- [Exercise]: Reproduce, word for word, the article on Joseph Stiglitz's views about India's handling of the pandemic and its economy.

- [Exercise text]:
== Segment start ==
India should look at the possibility of raising tax on the “rich” in order to fund welfare programmes and generate demand in order to stimulate its economy. However, such control over the economy is possible only when the pandemic is contained, said noted economist and Nobel Laureate Joseph Stiglitz.

According to him, the government should have looked at “helping the vulnerable” while controlling the disease. Engaging early would have led to migrations. Money can be shifted “from areas of low impact to those of high impact”.

“If you can’t raise resources from say SDRs (special drawing rights) and so on, then one way is to raise taxes for the rich. You (India) have quite a few billionaires. By doing so, the money can be diverted to generate economic activities. This is what we economists would call a balanced budget multiplier,” Stiglitz explained during a virtual interactive session organised by the FICCI on Monday.

Poor handling of pandemic

“You spend money in ways to control the pandemic that helps. The reality is India has not done well in handling the pandemic,” he pointed out while criticising the Lockdown as not well thought out. People migrated rendering the exercise futile and further spreading the virus.

“India is a poster child of what not to do,” Stiglitz said.

He added that “authoritarian regimes” like the Trump-administration in the US and Bolsonaro’s regime in Brazil too had struggled in dealing with Covid-19. On the other hand, democracies like New Zealand and South Korea successfully controlled the virus and its spread.

According to Stiglitz, these “authoritarian regimes” failed (at controlling the pandemic) as they have often tried to divide societies or shift the blame on someone else; rather than accepting faults.

For instance, in the US, President Donald Trump blamed China for the spread of the virus; withdrew funding to WHO and so on. In India, PM Narendra Modi’s regime “has done the same” by pitching one religion against another.

Politics of solidarity

“That (religious divide) is the fundamental division that you have to get rid of,” he said adding that the pandemic has proven in more ways than one that “you need politics of solidarity”. According to him, “tolerance” has been one of the cornerstones of India’s economic successes.

Stiglitz also pointed out that in the current global order “no country can be fully self reliant” with things like raw materials or technology being imported. Such a pitch – towards full self reliance – is out of touch with the 21st century and is something one would expect from authoritarian regimes.
== Segment end ==
Region pointing data
== Segment start ==
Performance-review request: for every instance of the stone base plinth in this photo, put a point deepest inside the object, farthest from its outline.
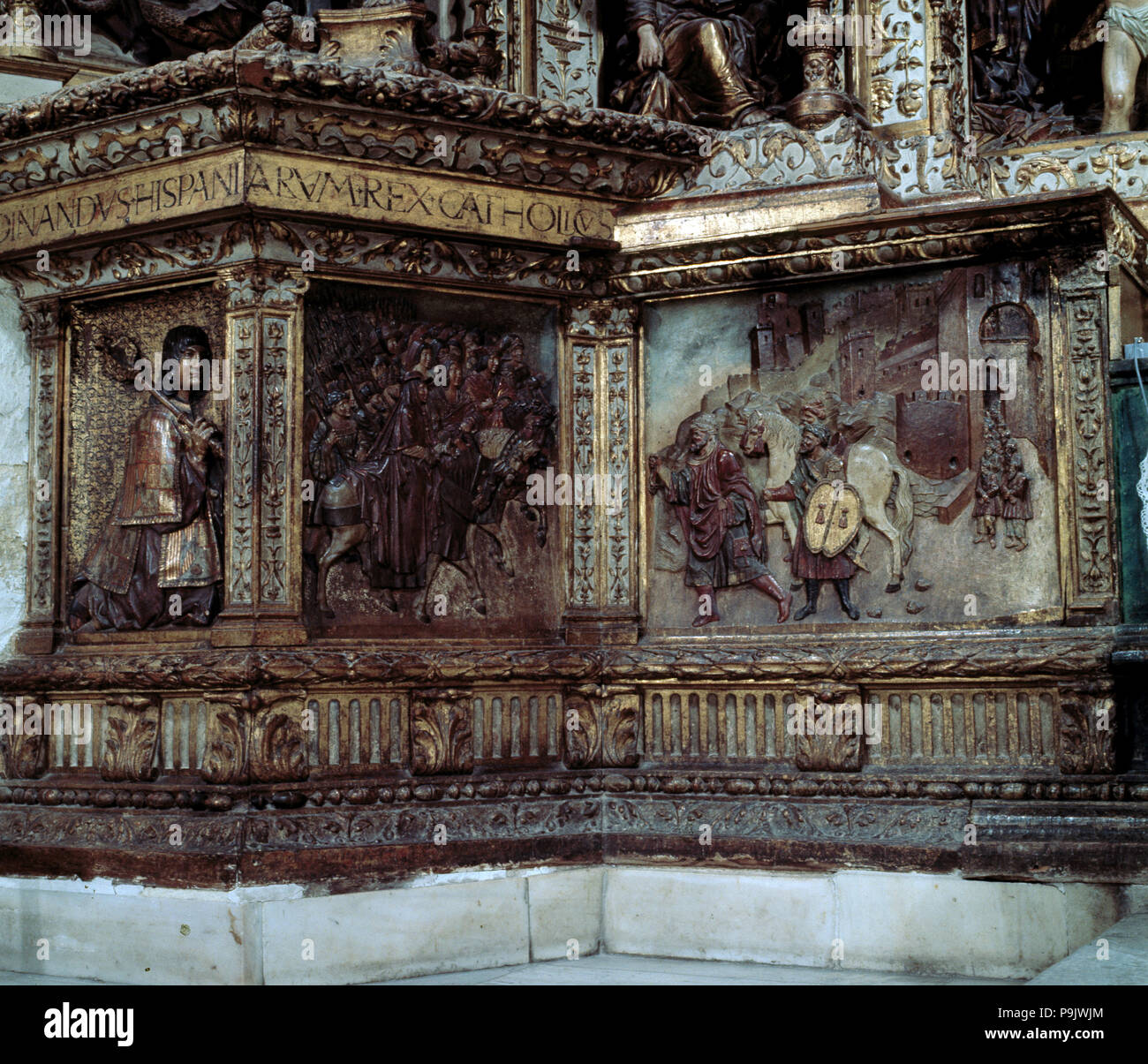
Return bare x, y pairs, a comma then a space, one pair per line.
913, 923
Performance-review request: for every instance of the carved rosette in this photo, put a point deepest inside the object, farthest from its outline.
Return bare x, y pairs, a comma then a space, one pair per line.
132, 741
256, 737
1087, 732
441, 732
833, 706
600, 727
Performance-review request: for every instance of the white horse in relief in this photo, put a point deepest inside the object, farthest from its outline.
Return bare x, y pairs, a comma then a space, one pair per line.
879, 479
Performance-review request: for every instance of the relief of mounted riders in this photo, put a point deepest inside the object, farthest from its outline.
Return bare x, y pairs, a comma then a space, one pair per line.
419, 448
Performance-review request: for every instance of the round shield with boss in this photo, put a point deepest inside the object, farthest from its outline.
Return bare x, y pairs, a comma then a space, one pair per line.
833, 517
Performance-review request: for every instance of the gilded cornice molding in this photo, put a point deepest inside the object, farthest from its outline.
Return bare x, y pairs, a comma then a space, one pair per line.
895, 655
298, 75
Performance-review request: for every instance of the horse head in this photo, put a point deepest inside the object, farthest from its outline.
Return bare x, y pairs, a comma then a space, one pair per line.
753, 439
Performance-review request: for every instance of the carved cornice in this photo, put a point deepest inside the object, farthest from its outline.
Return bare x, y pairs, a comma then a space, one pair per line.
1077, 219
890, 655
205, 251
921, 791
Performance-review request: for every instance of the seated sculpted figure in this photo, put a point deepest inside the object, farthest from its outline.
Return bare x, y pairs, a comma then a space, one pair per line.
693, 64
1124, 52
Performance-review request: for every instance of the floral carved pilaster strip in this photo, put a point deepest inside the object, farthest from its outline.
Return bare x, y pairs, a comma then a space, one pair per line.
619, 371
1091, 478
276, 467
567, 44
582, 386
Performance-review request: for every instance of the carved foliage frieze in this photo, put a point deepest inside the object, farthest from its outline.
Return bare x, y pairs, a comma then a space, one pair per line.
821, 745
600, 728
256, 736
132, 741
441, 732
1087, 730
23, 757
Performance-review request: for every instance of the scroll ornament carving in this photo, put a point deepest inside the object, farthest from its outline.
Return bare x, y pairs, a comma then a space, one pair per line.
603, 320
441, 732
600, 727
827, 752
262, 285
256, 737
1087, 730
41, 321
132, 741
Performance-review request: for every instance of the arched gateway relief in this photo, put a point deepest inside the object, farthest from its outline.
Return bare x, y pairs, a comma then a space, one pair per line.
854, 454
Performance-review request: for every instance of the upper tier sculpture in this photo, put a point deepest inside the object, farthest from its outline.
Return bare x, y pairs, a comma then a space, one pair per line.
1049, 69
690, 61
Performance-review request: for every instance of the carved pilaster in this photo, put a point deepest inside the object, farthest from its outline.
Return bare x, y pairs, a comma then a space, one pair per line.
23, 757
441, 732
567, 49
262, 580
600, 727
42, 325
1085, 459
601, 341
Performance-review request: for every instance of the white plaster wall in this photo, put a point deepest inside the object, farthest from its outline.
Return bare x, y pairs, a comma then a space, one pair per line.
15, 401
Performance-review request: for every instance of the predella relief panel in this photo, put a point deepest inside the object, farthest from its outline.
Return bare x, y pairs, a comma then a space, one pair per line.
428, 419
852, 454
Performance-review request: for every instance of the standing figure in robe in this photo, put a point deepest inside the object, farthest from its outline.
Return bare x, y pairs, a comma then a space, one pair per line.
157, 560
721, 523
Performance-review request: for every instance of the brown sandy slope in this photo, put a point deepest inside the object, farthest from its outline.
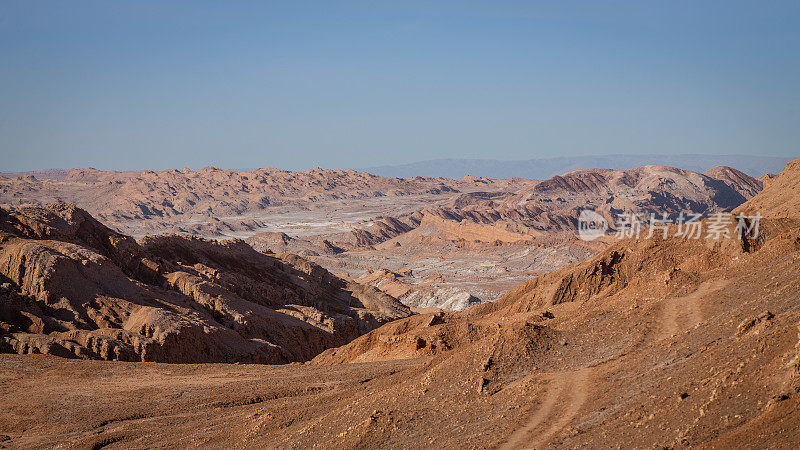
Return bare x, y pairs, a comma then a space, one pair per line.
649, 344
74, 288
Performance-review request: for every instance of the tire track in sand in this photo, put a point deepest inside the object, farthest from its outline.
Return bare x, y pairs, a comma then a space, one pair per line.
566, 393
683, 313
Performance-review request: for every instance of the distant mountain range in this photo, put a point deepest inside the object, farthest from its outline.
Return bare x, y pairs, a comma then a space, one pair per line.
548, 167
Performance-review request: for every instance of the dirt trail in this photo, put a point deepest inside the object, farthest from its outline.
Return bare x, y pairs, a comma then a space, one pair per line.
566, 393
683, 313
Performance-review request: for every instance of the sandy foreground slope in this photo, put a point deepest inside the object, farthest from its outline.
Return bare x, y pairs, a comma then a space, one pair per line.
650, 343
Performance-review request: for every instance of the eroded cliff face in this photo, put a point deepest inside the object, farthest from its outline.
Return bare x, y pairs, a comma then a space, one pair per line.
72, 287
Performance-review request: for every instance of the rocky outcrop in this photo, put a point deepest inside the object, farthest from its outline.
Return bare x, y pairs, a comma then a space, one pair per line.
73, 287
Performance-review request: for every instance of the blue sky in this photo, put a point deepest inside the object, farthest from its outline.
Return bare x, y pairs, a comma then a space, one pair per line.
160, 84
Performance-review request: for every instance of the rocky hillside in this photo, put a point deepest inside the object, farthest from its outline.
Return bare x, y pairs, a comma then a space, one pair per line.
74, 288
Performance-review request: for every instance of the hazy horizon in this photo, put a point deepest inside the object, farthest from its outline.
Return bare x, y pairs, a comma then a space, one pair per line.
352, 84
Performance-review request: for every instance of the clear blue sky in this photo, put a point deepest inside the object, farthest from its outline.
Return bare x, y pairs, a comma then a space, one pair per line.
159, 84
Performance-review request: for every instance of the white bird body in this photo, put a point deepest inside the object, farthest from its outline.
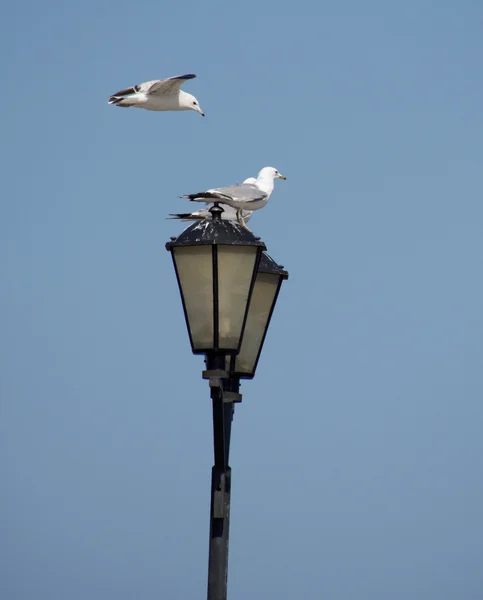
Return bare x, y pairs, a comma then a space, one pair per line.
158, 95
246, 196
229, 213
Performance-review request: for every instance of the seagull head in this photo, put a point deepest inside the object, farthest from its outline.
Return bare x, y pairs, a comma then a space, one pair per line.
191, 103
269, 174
== Segment end ==
== Segment start ==
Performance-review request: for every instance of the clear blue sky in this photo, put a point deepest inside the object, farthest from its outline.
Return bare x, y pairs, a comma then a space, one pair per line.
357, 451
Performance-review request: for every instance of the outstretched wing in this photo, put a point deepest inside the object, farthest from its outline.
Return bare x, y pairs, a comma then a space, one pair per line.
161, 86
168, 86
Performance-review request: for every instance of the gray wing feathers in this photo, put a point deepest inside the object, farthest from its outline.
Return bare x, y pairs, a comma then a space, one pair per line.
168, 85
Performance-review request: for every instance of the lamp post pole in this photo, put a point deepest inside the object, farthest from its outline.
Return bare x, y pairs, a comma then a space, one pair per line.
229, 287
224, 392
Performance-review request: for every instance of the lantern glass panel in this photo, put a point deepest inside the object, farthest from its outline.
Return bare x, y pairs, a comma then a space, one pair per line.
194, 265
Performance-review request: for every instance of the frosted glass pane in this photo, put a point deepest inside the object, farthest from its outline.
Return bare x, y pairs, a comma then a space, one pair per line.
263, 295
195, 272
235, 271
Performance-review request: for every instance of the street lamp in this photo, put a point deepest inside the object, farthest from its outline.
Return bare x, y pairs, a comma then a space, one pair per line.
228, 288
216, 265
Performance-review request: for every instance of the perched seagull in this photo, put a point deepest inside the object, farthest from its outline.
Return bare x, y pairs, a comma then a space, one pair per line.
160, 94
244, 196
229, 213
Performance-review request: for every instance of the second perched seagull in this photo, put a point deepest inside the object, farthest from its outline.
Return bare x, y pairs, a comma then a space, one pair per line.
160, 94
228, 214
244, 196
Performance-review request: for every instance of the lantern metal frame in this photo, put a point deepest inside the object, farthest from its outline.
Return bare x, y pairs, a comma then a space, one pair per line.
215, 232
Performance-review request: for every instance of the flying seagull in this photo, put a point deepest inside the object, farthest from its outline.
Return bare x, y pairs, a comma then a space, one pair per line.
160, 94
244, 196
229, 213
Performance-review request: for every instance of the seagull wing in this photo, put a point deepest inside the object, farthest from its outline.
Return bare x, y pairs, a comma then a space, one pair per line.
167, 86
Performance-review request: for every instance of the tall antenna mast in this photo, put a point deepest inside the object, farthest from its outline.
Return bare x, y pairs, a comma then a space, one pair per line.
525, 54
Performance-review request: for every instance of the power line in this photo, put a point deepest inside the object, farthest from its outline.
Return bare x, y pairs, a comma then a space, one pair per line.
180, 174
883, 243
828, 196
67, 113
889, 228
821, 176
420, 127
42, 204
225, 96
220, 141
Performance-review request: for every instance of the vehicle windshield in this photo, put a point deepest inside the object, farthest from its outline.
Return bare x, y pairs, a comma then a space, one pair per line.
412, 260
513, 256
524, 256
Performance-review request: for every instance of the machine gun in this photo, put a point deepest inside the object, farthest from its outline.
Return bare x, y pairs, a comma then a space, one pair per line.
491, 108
== Segment end ==
== Segment start ==
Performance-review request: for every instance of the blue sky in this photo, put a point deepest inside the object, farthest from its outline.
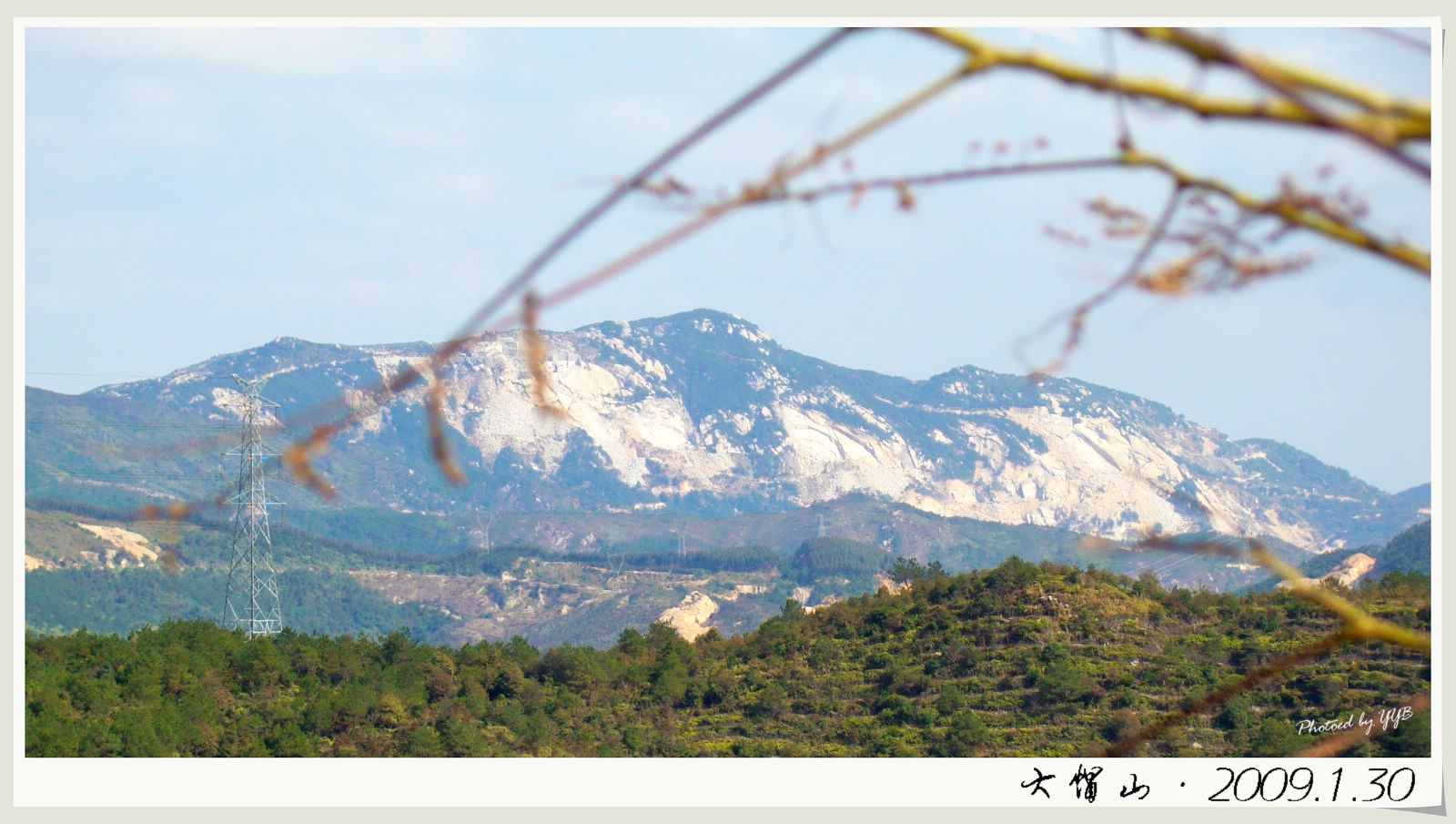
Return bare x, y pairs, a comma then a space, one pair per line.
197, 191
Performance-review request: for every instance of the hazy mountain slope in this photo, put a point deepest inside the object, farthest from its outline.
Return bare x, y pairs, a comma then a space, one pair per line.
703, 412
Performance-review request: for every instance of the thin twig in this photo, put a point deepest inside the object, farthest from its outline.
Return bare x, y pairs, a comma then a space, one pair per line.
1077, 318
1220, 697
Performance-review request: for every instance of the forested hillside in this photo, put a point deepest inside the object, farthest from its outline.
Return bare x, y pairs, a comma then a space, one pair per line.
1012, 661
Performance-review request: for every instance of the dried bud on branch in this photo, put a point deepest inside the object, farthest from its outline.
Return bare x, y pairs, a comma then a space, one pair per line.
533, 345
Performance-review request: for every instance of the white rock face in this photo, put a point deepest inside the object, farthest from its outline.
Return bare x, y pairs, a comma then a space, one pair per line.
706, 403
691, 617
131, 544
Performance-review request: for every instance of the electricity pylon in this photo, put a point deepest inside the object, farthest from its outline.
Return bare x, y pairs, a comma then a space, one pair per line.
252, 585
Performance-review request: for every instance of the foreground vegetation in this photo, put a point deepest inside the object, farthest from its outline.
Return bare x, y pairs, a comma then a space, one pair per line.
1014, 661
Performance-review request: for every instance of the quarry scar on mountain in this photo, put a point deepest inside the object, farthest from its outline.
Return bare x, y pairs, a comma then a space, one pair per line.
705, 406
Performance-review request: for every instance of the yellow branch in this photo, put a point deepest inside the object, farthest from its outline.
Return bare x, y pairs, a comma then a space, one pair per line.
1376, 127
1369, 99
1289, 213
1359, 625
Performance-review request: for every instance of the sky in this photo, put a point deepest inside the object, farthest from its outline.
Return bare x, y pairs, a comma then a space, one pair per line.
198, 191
== Segment end ==
- [Answer below]:
India should look at the possibility of raising tax on the “rich” in order to fund welfare programmes and generate demand in order to stimulate its economy. However, such control over the economy is possible only when the pandemic is contained, said noted economist and Nobel Laureate Joseph Stiglitz.

According to him, the government should have looked at “helping the vulnerable” while controlling the disease. Engaging early would have led to migrations. Money can be shifted “from areas of low impact to those of high impact”.

“If you can’t raise resources from say SDRs (special drawing rights) and so on, then one way is to raise taxes for the rich. You (India) have quite a few billionaires. By doing so, the money can be diverted to generate economic activities. This is what we economists would call a balanced budget multiplier,” Stiglitz explained during a virtual interactive session organised by the FICCI on Monday.

Poor handling of pandemic

“You spend money in ways to control the pandemic that helps. The reality is India has not done well in handling the pandemic,” he pointed out while criticising the Lockdown as not well thought out. People migrated rendering the exercise futile and further spreading the virus.

“India is a poster child of what not to do,” Stiglitz said.

He added that “authoritarian regimes” like the Trump-administration in the US and Bolsonaro’s regime in Brazil too had struggled in dealing with Covid-19. On the other hand, democracies like New Zealand and South Korea successfully controlled the virus and its spread.

According to Stiglitz, these “authoritarian regimes” failed (at controlling the pandemic) as they have often tried to divide societies or shift the blame on someone else; rather than accepting faults.

For instance, in the US, President Donald Trump blamed China for the spread of the virus; withdrew funding to WHO and so on. In India, PM Narendra Modi’s regime “has done the same” by pitching one religion against another.

Politics of solidarity

“That (religious divide) is the fundamental division that you have to get rid of,” he said adding that the pandemic has proven in more ways than one that “you need politics of solidarity”. According to him, “tolerance” has been one of the cornerstones of India’s economic successes.

Stiglitz also pointed out that in the current global order “no country can be fully self reliant” with things like raw materials or technology being imported. Such a pitch – towards full self reliance – is out of touch with the 21st century and is something one would expect from authoritarian regimes.